**DOCUMENT EXTRACT:**

....

Re: [Paddlewise] "Sharing" A tree-hugger responds!

From: R. Walker <rww_at_mailbox.neosoft.com>
Date: Thu, 23 Apr 1998 09:25:43 +0000
> >Rights are legal constructs.  People have a right to kayak / travel
> >on navigable waterways [legal definition].  Thats just the way it
> >is.
> 
> Try navigating the Grand Canyon without a permit-if you get caught, 
> you'll be fined (and boats and gear confiscated) and that's really the 
> way it is.

Sorry, but read again.  I said "navigable waterways [legal
definition]"  That has a very specific meaning, and I am almost
positive that the colorado wihin the confines of grand canyon
NP ain't one of them.   Could be wrong.  In any event, I don't
do national parks.  To much like the local zoo, and the zoo
is cheaper.

This is also starting to sound like a Western issue, not a
kayak issue.  
 
> >I also wonder what kind of waterfowl you have that flee at a range
> >of close to 1000 yards.   Waterfowl of all sorts down here on the 
> >gulf coast routinely ignore boaters and people up till you get within
> >50 yards or so.  This isn't just kayakers, its jet skies, bass boats,
> >pontoon boats, etc.  In a kayak I can often get within 10 yards 
> >before they even bother to react, and even then its a "jee, I guess
> >I'll swim a few feet" as opposed to "alert! alert! flee!!!"  
> 
> I'm also on the Gulf Coast-in fact, as I am writing this, I'm in a hotel 
> room in Gulfport, Ms overlooking a portion of the beach declared 
> off-limits to humans because the least terns are nesting here at this 
> time of the year.  And they are nesting here with a highway, hotels, 
> casinos, etc. only a few yards away.  

People step on eggs.  Restricting a beach keeps people from
stepping on eggs.  But that is land.  I'm not interested in
what they do with restricting land.  I'm talking legally
navigable waters.

....

**RECORDS PROVIDED:**
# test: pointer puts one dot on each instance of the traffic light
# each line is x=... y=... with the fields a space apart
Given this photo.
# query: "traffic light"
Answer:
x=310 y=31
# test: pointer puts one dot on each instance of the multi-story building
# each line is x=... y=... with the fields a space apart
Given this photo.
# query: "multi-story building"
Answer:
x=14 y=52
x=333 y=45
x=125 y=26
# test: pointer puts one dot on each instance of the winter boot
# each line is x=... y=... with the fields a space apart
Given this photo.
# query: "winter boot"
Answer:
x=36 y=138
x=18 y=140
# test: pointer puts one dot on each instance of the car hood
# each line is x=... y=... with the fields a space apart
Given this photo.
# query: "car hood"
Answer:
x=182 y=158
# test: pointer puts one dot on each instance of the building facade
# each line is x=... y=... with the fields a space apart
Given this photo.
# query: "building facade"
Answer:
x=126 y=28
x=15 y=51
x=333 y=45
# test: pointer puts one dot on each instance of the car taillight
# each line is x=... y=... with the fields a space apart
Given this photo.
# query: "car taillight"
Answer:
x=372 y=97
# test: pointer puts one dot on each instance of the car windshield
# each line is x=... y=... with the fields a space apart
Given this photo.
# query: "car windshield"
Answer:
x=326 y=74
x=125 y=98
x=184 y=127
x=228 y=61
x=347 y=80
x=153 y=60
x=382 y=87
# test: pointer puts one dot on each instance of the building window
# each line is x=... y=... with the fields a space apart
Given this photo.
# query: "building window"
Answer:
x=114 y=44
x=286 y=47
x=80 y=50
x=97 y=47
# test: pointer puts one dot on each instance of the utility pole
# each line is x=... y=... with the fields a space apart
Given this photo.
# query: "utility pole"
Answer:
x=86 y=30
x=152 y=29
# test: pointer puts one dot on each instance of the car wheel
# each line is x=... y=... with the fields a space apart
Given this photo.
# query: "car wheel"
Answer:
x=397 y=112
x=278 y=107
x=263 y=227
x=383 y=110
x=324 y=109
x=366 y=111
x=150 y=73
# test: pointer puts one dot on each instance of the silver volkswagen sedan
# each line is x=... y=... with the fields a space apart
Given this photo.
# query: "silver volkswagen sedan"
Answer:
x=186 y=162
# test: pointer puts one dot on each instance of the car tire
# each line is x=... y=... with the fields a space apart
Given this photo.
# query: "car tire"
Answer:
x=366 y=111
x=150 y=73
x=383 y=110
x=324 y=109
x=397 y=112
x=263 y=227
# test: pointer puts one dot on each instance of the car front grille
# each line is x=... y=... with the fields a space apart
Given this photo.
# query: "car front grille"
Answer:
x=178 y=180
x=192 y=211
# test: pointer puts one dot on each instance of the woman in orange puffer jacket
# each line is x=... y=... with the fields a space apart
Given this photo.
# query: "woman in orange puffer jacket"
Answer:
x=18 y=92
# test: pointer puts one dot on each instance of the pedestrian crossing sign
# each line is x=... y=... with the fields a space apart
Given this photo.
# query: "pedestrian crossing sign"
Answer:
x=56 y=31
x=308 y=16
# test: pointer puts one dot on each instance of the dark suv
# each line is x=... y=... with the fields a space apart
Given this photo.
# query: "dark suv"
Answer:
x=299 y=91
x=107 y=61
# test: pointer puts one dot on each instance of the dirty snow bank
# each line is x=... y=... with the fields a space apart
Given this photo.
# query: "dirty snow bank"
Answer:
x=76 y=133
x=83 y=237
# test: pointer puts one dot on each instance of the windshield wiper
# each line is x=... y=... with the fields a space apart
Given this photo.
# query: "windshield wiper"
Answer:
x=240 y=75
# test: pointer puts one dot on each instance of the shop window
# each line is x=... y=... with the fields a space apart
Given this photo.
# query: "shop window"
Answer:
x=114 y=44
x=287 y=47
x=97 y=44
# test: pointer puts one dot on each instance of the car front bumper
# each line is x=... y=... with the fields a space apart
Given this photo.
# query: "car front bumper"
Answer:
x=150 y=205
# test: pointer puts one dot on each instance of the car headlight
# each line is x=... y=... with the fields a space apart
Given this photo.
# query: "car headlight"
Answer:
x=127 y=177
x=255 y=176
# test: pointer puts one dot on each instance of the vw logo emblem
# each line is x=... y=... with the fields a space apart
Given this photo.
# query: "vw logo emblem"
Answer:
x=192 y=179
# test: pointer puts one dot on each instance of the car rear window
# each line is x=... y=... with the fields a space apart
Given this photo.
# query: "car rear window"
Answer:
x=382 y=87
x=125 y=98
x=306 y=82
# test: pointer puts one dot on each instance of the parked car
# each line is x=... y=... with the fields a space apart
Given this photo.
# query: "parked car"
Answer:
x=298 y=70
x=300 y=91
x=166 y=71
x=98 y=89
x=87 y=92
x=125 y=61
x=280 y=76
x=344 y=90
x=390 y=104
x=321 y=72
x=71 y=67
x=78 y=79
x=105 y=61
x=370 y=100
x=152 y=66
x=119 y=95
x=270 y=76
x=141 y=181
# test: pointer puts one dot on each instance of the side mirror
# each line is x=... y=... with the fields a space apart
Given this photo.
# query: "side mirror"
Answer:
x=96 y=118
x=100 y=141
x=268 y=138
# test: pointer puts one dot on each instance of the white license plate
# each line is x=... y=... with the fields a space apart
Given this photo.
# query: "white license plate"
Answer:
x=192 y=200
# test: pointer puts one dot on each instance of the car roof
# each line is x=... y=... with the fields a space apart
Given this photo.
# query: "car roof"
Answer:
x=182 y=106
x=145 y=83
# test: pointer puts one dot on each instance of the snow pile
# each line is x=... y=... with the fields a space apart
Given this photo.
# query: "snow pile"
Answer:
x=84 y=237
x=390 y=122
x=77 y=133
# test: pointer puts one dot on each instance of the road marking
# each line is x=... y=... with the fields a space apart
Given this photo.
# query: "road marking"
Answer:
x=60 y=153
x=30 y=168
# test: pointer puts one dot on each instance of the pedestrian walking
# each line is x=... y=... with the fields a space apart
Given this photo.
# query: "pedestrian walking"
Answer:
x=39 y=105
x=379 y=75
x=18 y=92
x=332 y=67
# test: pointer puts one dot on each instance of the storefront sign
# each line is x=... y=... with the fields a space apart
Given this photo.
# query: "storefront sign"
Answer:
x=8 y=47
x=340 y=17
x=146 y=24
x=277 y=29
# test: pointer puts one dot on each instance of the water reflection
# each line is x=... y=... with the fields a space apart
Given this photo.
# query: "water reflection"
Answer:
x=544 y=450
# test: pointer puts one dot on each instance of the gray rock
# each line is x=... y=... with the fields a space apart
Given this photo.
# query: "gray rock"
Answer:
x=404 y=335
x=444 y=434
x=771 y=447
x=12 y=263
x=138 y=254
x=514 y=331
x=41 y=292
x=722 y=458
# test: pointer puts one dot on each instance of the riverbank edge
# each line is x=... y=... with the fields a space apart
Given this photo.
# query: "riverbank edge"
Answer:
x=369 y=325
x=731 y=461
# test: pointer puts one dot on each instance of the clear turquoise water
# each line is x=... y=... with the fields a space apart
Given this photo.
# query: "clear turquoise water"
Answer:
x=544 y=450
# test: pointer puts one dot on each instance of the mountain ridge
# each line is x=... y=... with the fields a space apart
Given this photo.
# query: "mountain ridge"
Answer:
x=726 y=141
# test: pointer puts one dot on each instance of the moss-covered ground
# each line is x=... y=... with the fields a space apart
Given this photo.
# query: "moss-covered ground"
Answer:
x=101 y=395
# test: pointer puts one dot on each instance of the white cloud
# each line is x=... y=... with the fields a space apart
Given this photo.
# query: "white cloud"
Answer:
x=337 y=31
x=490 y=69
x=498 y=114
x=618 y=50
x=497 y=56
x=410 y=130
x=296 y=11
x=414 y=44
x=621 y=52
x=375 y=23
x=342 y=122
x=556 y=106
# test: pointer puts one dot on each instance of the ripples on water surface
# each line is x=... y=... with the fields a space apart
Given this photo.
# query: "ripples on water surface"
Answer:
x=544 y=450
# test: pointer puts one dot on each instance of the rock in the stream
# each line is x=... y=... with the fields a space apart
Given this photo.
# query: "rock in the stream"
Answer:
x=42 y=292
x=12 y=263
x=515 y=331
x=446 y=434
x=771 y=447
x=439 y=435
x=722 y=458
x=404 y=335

....

**REQUIRED TASKS:**
a: Lay out the listing as a Markdown table with columns Row and Line, starting at the line containing "the car wheel" and ending at the line containing "x=192 y=211", both included. Number each row and leave out blank lines.
b: Proceed with the mailing-list reply on kayaking rights on navigable waters, starting after its last sentence.

**ANSWERS TO THE EXERCISE:**
a:
| Row | Line |
|---|---|
| 1 | # test: pointer puts one dot on each instance of the car wheel |
| 2 | # each line is x=... y=... with the fields a space apart |
| 3 | Given this photo. |
| 4 | # query: "car wheel" |
| 5 | Answer: |
| 6 | x=397 y=112 |
| 7 | x=278 y=107 |
| 8 | x=263 y=227 |
| 9 | x=383 y=110 |
| 10 | x=324 y=109 |
| 11 | x=366 y=111 |
| 12 | x=150 y=73 |
| 13 | # test: pointer puts one dot on each instance of the silver volkswagen sedan |
| 14 | # each line is x=... y=... with the fields a space apart |
| 15 | Given this photo. |
| 16 | # query: "silver volkswagen sedan" |
| 17 | Answer: |
| 18 | x=186 y=162 |
| 19 | # test: pointer puts one dot on each instance of the car tire |
| 20 | # each line is x=... y=... with the fields a space apart |
| 21 | Given this photo. |
| 22 | # query: "car tire" |
| 23 | Answer: |
| 24 | x=366 y=111 |
| 25 | x=150 y=73 |
| 26 | x=383 y=110 |
| 27 | x=324 y=109 |
| 28 | x=397 y=112 |
| 29 | x=263 y=227 |
| 30 | # test: pointer puts one dot on each instance of the car front grille |
| 31 | # each line is x=... y=... with the fields a space apart |
| 32 | Given this photo. |
| 33 | # query: "car front grille" |
| 34 | Answer: |
| 35 | x=178 y=180 |
| 36 | x=192 y=211 |

b:
> And your statement about "Jee, I guess I'll swim a few feet" is typically 
> anthropocentric.  As I remember, a study done by Texas A&M University 

It was meant to be anthropomorphic.  You know, common literary
device used to associate human actions or feelings with an animal
or its actions?   I was thinking of the typical behavior of 
cormorants(sp) when I wrote that.  [aka water turkey, looks like
a scrawny duck with a ring marking around its neck..]

> students suggests that Great Blue Herons will abandon a hunting territory 
> if repeatedly disturbed when they are not used to human intrusion.  As 
> you may or may not know, Great Blues are territorial and when disturbed 
> by boaters, will casually fly a few yards upriver and then land again.  
> They will continue to do this until the boater reaches the end of the 
> heron's territory. The heron then will circle back behind the boater to 
> the beginning of their territory. So, you may think the heron is not 
> disturbed because he only flies a few yards away and lands again, but 
> actually, he's trying to hold on to his territory against an intruder and 
> he is very much disturbed.

Thats very good to know, thanks.   Now question.  I'm five miles
upstream on a river that is approx 40 ft across.  Da Heron is 
downstream of me doing this fly a few yards and land trick.  How
should I go about getting around him so he doesn't have to hop
all the way to the end of his territory?   I actually had this
happen once.   I paddled way upstream on a river section between
two resevoirs, several miles past the point where normal power boats 
would have to give up, then came back down.  Ran into the heron
on the way back.  He did this hop trick a couple times before
circling upstream.

> Permits are also (sadly) becoming a way of life.  And I'm not sure even 
> those work as I discovered while backpacking once during tourist season 
> in Yellowstone.  The back-country looked like a backpacking convention.  
> And even in spite of licensing procedures by the Texas Dept of Parks and 
> Wildlife, the shrimping industry in Texas was badly damaged in the '70's 
> when the Vietnamese refugees began shrimping along with the Texas natives 
> and severely depleted the available resource.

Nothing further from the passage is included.